> [Your instructions]: Return every line from the start of the material through the line containing "positive clicks: (460, 293)", inclusive, copied without changes. Leave the pictures out of your answer.

> [Working data]:
==*==

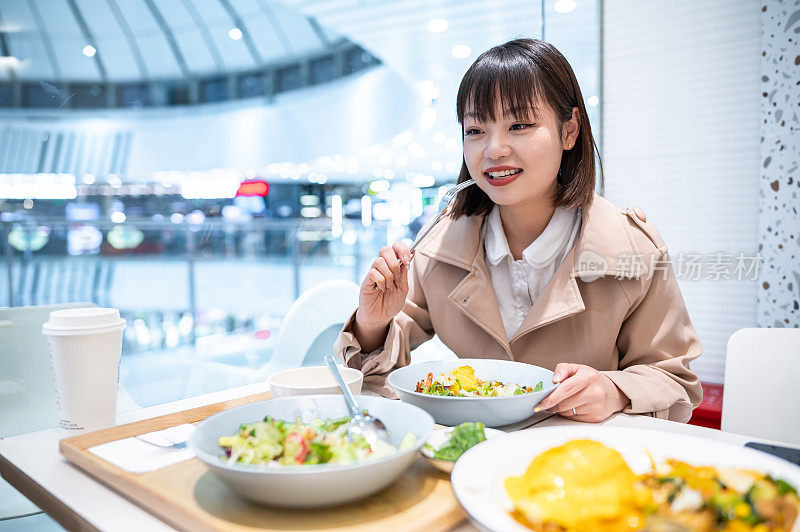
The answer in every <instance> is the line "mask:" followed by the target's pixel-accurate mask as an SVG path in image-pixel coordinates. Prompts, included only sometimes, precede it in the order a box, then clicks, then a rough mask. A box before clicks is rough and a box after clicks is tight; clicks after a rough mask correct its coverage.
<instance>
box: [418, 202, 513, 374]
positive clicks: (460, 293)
mask: <svg viewBox="0 0 800 532" xmlns="http://www.w3.org/2000/svg"><path fill="white" fill-rule="evenodd" d="M482 226H483V217H482V216H468V217H467V216H465V217H461V218H459V219H458V220H453V219H451V218H445V219H444V220H442V221H441V223H440V224H439V226H437V227H434V228H433V229H432V230H431V232H430V233H429V234H428V236H427V237H426V241H425V242H423V243H420V245H419V246H418V248H417V252H418V253H421V254H423V255H427V256H428V257H431V258H433V259H436V260H438V261H440V262H445V263H447V264H452V265H453V266H457V267H459V268H461V269H463V270H466V271H467V272H469V273H467V275H466V277H464V279H462V280H461V282H460V283H459V284H458V285H457V286H456V287H455V288H454V289H453V291H452V292H450V294H449V295H448V298H449V299H450V301H452V302H453V304H454V305H455V306H456V307H458V308H459V309H460V310H461V312H463V313H464V315H465V316H466V317H467V318H469V319H470V320H471V321H472V322H474V323H475V324H476V325H477V326H478V327H480V328H481V329H483V330H484V331H486V333H487V334H489V335H490V336H491V337H492V338H494V339H495V340H496V341H497V342H498V343H500V345H502V346H503V348H504V349H505V350H506V352H507V353H508V354H509V355H508V356H509V358H511V354H510V353H511V348H510V347H509V344H508V338H507V336H506V330H505V327H503V319H502V318H501V317H500V307H499V306H498V305H497V298H496V297H495V294H494V288H493V287H492V280H491V278H490V277H489V269H488V268H487V267H486V260H485V257H484V251H483V239H482V238H481V228H482Z"/></svg>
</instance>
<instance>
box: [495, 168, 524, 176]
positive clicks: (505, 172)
mask: <svg viewBox="0 0 800 532" xmlns="http://www.w3.org/2000/svg"><path fill="white" fill-rule="evenodd" d="M521 171H522V169H521V168H516V169H514V170H503V171H502V172H489V177H491V178H492V179H501V178H503V177H508V176H510V175H514V174H518V173H520V172H521Z"/></svg>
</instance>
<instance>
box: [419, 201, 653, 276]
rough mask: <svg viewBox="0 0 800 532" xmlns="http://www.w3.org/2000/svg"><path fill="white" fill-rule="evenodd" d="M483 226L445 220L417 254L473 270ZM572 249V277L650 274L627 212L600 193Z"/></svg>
mask: <svg viewBox="0 0 800 532" xmlns="http://www.w3.org/2000/svg"><path fill="white" fill-rule="evenodd" d="M483 223H484V218H483V217H482V216H462V217H461V218H459V219H458V220H453V219H452V218H450V217H445V218H444V219H443V220H442V221H441V222H440V223H439V224H438V225H437V226H436V227H434V228H433V229H432V230H431V232H430V234H428V236H427V237H426V238H425V241H423V242H422V243H420V244H419V246H418V247H417V252H418V253H422V254H423V255H426V256H428V257H430V258H432V259H436V260H438V261H441V262H446V263H448V264H452V265H453V266H458V267H459V268H462V269H464V270H468V271H469V270H471V269H472V267H473V265H474V263H475V259H476V255H477V254H478V252H479V251H481V252H482V251H483V246H482V244H483V241H482V237H481V227H482V225H483ZM572 249H573V250H574V252H575V253H574V256H575V257H577V259H575V260H574V261H573V262H572V265H571V268H570V271H569V274H570V275H572V276H579V277H580V276H582V275H587V276H589V275H592V274H595V275H596V274H597V272H599V273H601V274H602V275H605V276H612V277H621V278H637V277H639V276H644V275H647V273H648V265H647V264H646V263H644V262H642V261H641V253H640V251H639V249H638V248H637V247H636V244H635V242H634V238H633V235H632V233H631V229H630V225H629V223H628V222H627V214H626V212H625V211H623V210H622V209H620V208H618V207H617V206H616V205H614V204H613V203H611V202H610V201H608V200H607V199H605V198H604V197H602V196H599V195H597V194H595V195H594V198H593V200H592V203H591V205H589V207H587V208H584V209H582V215H581V231H580V234H579V235H578V239H577V240H576V241H575V245H574V246H573V248H572ZM482 254H483V253H481V255H482ZM636 258H639V259H640V260H639V261H638V262H639V264H638V266H637V268H632V267H631V264H632V263H631V261H632V260H634V259H636ZM587 259H598V260H601V261H603V263H604V265H603V266H602V267H598V266H597V265H592V264H591V263H587ZM566 263H567V260H566V258H565V260H564V262H562V267H559V268H558V271H560V270H562V269H564V268H563V266H564V265H565V264H566Z"/></svg>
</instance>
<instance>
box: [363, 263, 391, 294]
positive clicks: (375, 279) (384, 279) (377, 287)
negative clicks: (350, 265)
mask: <svg viewBox="0 0 800 532" xmlns="http://www.w3.org/2000/svg"><path fill="white" fill-rule="evenodd" d="M367 280H368V281H369V285H370V286H374V287H376V288H377V289H378V290H379V291H380V292H386V279H384V277H383V275H381V272H379V271H378V270H376V269H375V268H371V269H370V270H369V272H368V273H367Z"/></svg>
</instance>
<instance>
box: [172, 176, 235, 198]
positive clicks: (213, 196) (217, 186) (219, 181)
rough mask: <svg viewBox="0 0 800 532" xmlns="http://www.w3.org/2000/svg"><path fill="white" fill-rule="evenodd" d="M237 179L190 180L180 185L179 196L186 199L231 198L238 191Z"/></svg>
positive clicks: (195, 179) (186, 181)
mask: <svg viewBox="0 0 800 532" xmlns="http://www.w3.org/2000/svg"><path fill="white" fill-rule="evenodd" d="M240 184H241V183H239V180H238V179H222V178H219V179H192V180H187V181H184V182H183V183H181V196H183V197H184V198H186V199H218V198H233V197H235V196H236V191H237V190H239V185H240Z"/></svg>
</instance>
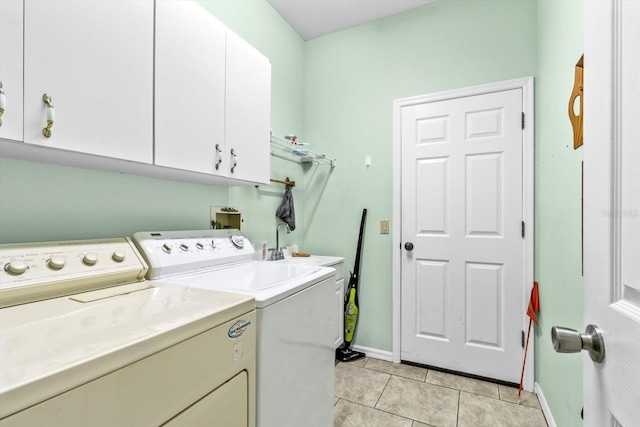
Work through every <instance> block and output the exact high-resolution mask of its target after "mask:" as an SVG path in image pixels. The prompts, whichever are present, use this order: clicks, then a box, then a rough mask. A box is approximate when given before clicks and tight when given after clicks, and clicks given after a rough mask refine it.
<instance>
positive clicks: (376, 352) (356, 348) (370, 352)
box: [353, 345, 393, 362]
mask: <svg viewBox="0 0 640 427" xmlns="http://www.w3.org/2000/svg"><path fill="white" fill-rule="evenodd" d="M353 349H354V350H356V351H361V352H363V353H364V354H366V355H367V357H373V358H374V359H380V360H386V361H387V362H393V353H392V352H390V351H385V350H378V349H377V348H370V347H363V346H361V345H354V346H353Z"/></svg>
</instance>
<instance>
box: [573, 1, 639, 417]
mask: <svg viewBox="0 0 640 427" xmlns="http://www.w3.org/2000/svg"><path fill="white" fill-rule="evenodd" d="M639 22H640V2H637V1H625V0H607V1H593V2H591V1H588V2H584V47H585V52H584V58H585V63H584V64H585V77H584V88H585V89H584V93H585V95H584V96H585V98H584V108H585V111H584V117H585V119H584V282H585V283H584V285H585V288H584V323H585V325H586V324H592V325H595V326H597V327H598V328H599V329H600V331H601V334H602V337H603V341H604V359H603V360H602V362H600V363H597V362H595V361H593V360H591V358H590V357H589V356H588V355H587V354H586V353H585V355H584V381H583V384H584V425H585V427H614V426H615V427H619V426H623V427H634V426H638V425H640V142H639V141H640V126H639V125H638V123H639V119H638V118H639V117H640V78H639V77H638V76H640V55H639V53H640V26H638V23H639ZM563 326H565V325H563ZM566 326H570V325H566ZM571 327H574V328H575V327H578V325H572V326H571ZM580 332H581V331H580ZM587 344H588V343H587ZM583 346H585V343H584V341H583Z"/></svg>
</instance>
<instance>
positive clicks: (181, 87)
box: [154, 0, 229, 175]
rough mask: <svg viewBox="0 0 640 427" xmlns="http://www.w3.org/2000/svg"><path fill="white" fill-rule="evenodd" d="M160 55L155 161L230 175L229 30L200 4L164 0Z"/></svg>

==*==

> [Answer for this exercise]:
The answer in every <instance> is the line "mask:" followed by the target's pixel-accurate mask as an SVG path in image-pixel coordinates. Prompts, included only sometimes, precede it in the order a box, then clicks, then a rough mask. A box before clicks is rough and a box after clicks is tight; clicks after a rough mask correct its coverage.
<instance>
box: [418, 202, 513, 374]
positive clicks: (460, 293)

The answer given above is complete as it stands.